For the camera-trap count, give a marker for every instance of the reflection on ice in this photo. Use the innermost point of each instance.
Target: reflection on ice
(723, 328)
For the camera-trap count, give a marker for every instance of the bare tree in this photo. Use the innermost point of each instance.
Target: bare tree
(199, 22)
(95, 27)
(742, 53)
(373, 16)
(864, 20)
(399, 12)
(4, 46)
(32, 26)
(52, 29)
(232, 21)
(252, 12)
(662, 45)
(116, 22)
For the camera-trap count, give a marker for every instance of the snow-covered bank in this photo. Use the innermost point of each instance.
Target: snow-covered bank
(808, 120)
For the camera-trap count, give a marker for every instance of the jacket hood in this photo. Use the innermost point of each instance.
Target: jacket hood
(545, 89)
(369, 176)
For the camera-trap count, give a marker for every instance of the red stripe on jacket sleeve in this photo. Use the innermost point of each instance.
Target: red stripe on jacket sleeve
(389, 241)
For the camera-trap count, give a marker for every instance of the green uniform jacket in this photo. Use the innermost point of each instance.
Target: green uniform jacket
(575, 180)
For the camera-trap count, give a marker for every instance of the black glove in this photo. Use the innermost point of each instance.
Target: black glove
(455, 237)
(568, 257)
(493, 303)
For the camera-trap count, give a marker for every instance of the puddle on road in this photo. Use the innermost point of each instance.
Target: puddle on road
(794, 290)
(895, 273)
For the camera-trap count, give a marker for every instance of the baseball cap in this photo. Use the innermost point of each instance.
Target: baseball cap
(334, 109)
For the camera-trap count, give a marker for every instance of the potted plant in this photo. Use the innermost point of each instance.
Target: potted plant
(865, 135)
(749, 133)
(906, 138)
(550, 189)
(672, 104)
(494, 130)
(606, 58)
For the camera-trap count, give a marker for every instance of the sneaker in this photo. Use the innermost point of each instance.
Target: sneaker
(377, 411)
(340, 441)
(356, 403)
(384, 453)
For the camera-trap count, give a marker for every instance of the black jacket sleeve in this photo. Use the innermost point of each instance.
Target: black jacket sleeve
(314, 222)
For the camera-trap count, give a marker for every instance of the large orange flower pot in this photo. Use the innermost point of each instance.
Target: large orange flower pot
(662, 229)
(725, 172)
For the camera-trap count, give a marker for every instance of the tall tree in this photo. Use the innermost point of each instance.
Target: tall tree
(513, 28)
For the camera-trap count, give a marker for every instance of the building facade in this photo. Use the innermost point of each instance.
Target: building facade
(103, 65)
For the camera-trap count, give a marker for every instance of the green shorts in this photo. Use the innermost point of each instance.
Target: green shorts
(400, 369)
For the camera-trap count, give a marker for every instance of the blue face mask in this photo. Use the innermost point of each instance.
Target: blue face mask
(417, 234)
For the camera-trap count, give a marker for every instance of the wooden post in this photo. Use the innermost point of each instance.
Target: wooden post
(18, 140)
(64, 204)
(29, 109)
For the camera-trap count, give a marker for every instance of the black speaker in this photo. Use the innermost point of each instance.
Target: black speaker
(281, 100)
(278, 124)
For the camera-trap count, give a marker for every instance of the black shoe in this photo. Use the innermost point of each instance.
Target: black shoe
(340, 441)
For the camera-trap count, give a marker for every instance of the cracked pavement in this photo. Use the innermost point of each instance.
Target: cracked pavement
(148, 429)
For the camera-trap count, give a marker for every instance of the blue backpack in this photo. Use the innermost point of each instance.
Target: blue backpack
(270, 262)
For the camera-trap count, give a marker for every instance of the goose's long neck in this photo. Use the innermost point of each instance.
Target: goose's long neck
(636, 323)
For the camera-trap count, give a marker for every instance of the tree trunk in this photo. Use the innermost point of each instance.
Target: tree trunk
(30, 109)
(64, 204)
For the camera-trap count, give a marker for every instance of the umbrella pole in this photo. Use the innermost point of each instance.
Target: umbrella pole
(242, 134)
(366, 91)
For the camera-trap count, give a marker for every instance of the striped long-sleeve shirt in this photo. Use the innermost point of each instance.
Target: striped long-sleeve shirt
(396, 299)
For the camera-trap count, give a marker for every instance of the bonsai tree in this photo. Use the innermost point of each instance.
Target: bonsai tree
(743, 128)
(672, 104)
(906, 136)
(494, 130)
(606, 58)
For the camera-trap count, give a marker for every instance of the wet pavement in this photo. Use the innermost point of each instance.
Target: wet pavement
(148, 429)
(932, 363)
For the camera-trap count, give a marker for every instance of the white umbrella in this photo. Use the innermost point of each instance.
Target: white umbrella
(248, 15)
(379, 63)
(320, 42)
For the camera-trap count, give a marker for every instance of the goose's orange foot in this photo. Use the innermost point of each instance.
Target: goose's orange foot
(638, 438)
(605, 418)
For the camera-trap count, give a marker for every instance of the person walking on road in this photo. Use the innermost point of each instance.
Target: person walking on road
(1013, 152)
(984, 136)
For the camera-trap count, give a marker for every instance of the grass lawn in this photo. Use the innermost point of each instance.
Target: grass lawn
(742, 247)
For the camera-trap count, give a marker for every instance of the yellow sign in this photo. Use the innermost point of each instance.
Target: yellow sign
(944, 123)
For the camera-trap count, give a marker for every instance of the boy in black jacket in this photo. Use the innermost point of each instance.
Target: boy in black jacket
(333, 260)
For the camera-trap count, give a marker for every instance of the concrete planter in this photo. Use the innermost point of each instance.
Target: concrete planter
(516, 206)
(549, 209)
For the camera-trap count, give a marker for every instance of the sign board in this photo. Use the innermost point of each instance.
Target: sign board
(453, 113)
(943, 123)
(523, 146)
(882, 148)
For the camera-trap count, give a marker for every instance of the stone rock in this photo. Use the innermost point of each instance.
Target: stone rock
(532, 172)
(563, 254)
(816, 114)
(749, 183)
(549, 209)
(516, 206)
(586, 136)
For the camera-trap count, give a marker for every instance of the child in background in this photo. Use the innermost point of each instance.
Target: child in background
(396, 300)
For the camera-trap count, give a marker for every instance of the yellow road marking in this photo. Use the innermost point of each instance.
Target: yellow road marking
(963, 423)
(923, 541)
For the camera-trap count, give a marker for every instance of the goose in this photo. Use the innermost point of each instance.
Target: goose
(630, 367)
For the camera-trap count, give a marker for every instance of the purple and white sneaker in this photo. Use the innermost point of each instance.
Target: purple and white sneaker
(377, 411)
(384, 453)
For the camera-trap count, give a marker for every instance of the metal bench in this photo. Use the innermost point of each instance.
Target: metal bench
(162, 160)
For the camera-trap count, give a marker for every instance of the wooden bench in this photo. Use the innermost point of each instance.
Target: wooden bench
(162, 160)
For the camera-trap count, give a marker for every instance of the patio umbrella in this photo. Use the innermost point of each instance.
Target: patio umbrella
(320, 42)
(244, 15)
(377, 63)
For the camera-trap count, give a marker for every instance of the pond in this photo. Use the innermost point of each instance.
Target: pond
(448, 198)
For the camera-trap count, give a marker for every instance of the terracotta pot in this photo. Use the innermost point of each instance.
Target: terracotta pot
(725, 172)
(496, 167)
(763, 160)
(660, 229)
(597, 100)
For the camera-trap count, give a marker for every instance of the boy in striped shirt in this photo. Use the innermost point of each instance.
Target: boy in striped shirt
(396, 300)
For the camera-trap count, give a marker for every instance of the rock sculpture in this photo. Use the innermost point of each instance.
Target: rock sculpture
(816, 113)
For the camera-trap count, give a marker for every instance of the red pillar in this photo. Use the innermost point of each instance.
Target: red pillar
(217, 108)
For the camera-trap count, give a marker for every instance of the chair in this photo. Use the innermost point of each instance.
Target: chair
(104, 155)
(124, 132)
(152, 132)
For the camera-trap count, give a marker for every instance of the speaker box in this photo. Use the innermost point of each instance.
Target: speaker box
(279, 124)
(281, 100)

• • • • •

Instruction:
Output the complete data exactly as written.

Complete response:
For the camera-trap count, give a marker for every instance of the reflection on ice in this photo. Use the innermost point of each instance.
Target: reflection on ice
(723, 328)
For the camera-trap count, give a marker for every instance of the bare tree in this photo. Use the innermost point of each instance.
Target: bare tree
(199, 22)
(95, 27)
(742, 53)
(373, 16)
(864, 20)
(399, 12)
(4, 46)
(32, 26)
(52, 29)
(232, 21)
(252, 12)
(662, 45)
(116, 22)
For the camera-trap count, give a marker for every instance of the snow-covered bank in this photo. Use the innermost point of each instance.
Target: snow-covered bank
(808, 120)
For the camera-trap count, give a marker for every instance of the jacket hood in this photo. Use the innermost point of each instance.
Target: jacket hood
(545, 89)
(369, 176)
For the camera-trap count, give a marker for every instance of the red stripe on jacket sleeve in this photo. Use the innermost point of each instance.
Target: red stripe on jacket sleeve
(389, 241)
For the camera-trap count, give a marker for every instance of the green uniform jacket in this photo. Use the innermost point of each instance.
Target: green uniform jacket
(575, 180)
For the camera-trap count, give a marker for every instance of the black glove in this photo. Use the innermost point of each instance.
Target: black glove
(455, 237)
(568, 257)
(493, 303)
For the camera-trap count, give a marker for every instance of the puddle on road in this photo. Use the innermost point of each instance.
Target: puddle on road
(794, 290)
(895, 273)
For the camera-trap count, give a marker for every instance of the baseball cap in this photo. Use the innermost point of each instance.
Target: baseball cap
(334, 109)
For the camera-trap count, give a marker for every instance of the potted plant in this photo. Use the innermost point of each instance.
Target: potted plant
(865, 135)
(749, 133)
(906, 138)
(550, 189)
(672, 104)
(494, 130)
(606, 58)
For the camera-trap count, give a marker for every instance of the sneaker in this photo. Use the innermost point of each instance.
Target: sneaker
(377, 411)
(340, 441)
(356, 403)
(384, 453)
For the camera-trap count, give a marker for every instance of the black jacket sleeve in this photo. Use the innermost point of each instance.
Target: black jacket sleeve
(314, 222)
For the camera-trap count, give a marker for every instance of the large orange flower pot in this photo. Use the innermost point of each instance.
Target: large orange flower pot
(662, 229)
(725, 172)
For the camera-trap count, give a marker for every instance of the tall tree in this photo. Use the innermost point of each instance.
Target: tall tree
(513, 28)
For the camera-trap count, give a marker for every instance of the building facade in this photo. Use the innermost point of each instance.
Target: building facade
(103, 65)
For the camera-trap count, give a marker for every instance of the green shorts in this photo. Use the innermost point of each instance.
Target: green shorts
(400, 369)
For the camera-trap count, give a marker for every instance of the blue face mask in this photo. Use the innermost point of each instance.
Target: blue face mask
(417, 234)
For the camera-trap count, give a marker for every instance of the wooden post in this photo. Use the innermost point of each instance.
Target: wooden post
(18, 140)
(64, 204)
(29, 109)
For the camera-trap count, give a marker for every instance of the black speaker in this photo. Use the innermost point of each instance.
Target: black speaker
(281, 100)
(278, 124)
For the camera-trap count, give a marker for every instance of the black shoe in this photo. Use the innermost point of each instance.
Target: black shoe
(340, 441)
For the camera-trap count, give a marker for every instance of the cracked pavement in this photo. Use the innermost point of each instance.
Target: cracked pavement
(148, 429)
For the camera-trap count, give a marker for every instance of the blue backpack in this photo. Use the innermost point of each instance.
Target: blue backpack
(270, 262)
For the camera-trap count, give a marker for every instance of the goose's long neck in this photo. Use the innermost point of each instance.
Target: goose's long neck
(636, 323)
For the camera-trap count, give a marker for every instance of the tree trunk in this photo. Use the innermost point of each instance.
Target: tree trunk
(30, 109)
(64, 204)
For the camera-trap count, give a marker for every instance of the umbrella pole in this photo. Use the innermost point of each instance.
Target: umbrella pole
(242, 134)
(366, 91)
For the camera-trap count, give a marker for every instance of the striped long-sleeve shirt in this photo. Use the innermost point of each instance.
Target: striped long-sleeve shirt
(396, 299)
For the camera-trap count, give a marker for every instance of the bonsai tree in this photo. Use the innermost point of each instance.
Target: bonsai tree
(743, 128)
(672, 104)
(906, 136)
(494, 130)
(606, 58)
For the camera-trap count, give a marker for every instance of the wet pavement in this photo. Use the innermost point of each instance.
Target: wet pavement
(148, 429)
(932, 363)
For the camera-trap count, give a marker for every instance of the white umbrella in this photo. Use the innermost point of each instance.
Target: white umbrella
(248, 15)
(379, 63)
(320, 42)
For the camera-trap count, give a marker for every instance of the goose's orange foot in this photo. Use the innermost point of each instance.
Target: goose's orange foot
(638, 438)
(605, 418)
For the camera-trap count, give a marker for every instance of the person walking on road in this photo. Use the innermost point of each instance.
Target: person walking on road
(1013, 152)
(984, 136)
For the camera-trap count, give a marker for every instance of the grass lawn in this photo. Use the innermost point of each instance.
Target: grass lawn
(742, 247)
For the camera-trap count, give a marker for every instance of the yellow sign in this photo. Use the innermost point of each instance.
Target: yellow sign
(944, 123)
For the camera-trap count, give a marker for every instance of the boy in black jacket in this photo. Use the innermost point of each instance.
Target: boy in black jacket
(333, 260)
For the camera-trap count, give a marker for every instance of the concrete planter in this photo. Use the innermost point of each instance.
Target: concrete planter
(516, 206)
(549, 209)
For the camera-trap count, give a marker for every instance of the sign board in this photo. Use the innermost point of each instance.
Target: sign board
(453, 113)
(943, 123)
(523, 146)
(882, 148)
For the camera-trap count, give a marker for every instance of the stone rock in this photo. Use the innermost point of each instance.
Target: stone rock
(532, 172)
(563, 254)
(816, 114)
(749, 183)
(549, 209)
(516, 206)
(586, 136)
For the camera-trap count, give a marker for every instance of the child in background in this photo. Use the innermost point of each instance.
Target: child in background
(396, 300)
For the camera-trap count, give a marker for every instance of the yellow road marking in this photo. Use the innermost point of each instance.
Target: yellow road marking
(963, 423)
(923, 541)
For the camera-trap count, give a marker for every instance of the goose in this photo. Use the innermost point of each instance.
Target: goose
(630, 367)
For the camera-trap count, give a marker for every instance of the purple and white sneaker in this photo. Use the innermost point of each instance.
Target: purple and white sneaker
(377, 411)
(384, 453)
For the camera-trap count, give a marker for every instance of the metal bench in this photo. Use the innermost point of each instance.
Target: metal bench
(162, 160)
For the camera-trap count, give a marker for every instance of the wooden bench in this photo. Use the innermost point of each instance.
Target: wooden bench
(162, 160)
For the camera-trap count, give a marker for every instance of the patio umbrella in this photo. Use the innermost point of each instance.
Target: patio umbrella
(320, 42)
(244, 15)
(377, 63)
For the camera-trap count, give a marker for every instance of the pond in this photo. Use the innermost point of each instance.
Target: pond
(448, 198)
For the camera-trap count, give a marker for every instance of the terracotta pot in this photo. Use the innermost point of each instance.
Target: terracotta pot
(725, 172)
(496, 167)
(763, 160)
(660, 229)
(597, 100)
For the camera-trap count, give a marker for every instance of the boy in striped shirt in this photo. Use the innermost point of each instance.
Target: boy in striped shirt
(396, 300)
For the camera-trap count, give a marker for every instance of the rock sculpture in this photo. Use the innermost point of each instance.
Target: rock sculpture
(816, 113)
For the camera-trap count, give a marker for every instance of the red pillar in this photo. Use the innermost point of each instance.
Target: red pillar
(217, 108)
For the camera-trap count, give a marker for every instance of the chair in this photo. Use the innermost point of each instance.
Target: chair
(104, 155)
(124, 132)
(152, 132)
For the camera-trap count, give a marker for every instance of the speaker box in this photo. Use the innermost point of each instance.
Target: speaker box
(279, 124)
(281, 100)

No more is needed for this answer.